## TASK DESCRIPTION:
All entries are to be repeated exactly as shown below.

======== DATA EXTRACTS

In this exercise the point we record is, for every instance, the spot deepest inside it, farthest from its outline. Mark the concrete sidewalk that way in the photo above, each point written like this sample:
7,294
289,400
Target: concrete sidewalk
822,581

================

## RESPONSE TO THIS EXERCISE:
In this exercise the point we record is, for every instance, the spot deepest inside it, farthest from its outline. Mark the concrete sidewalk that way in the photo above, each point written like this sample:
7,294
289,400
Target: concrete sidewalk
822,581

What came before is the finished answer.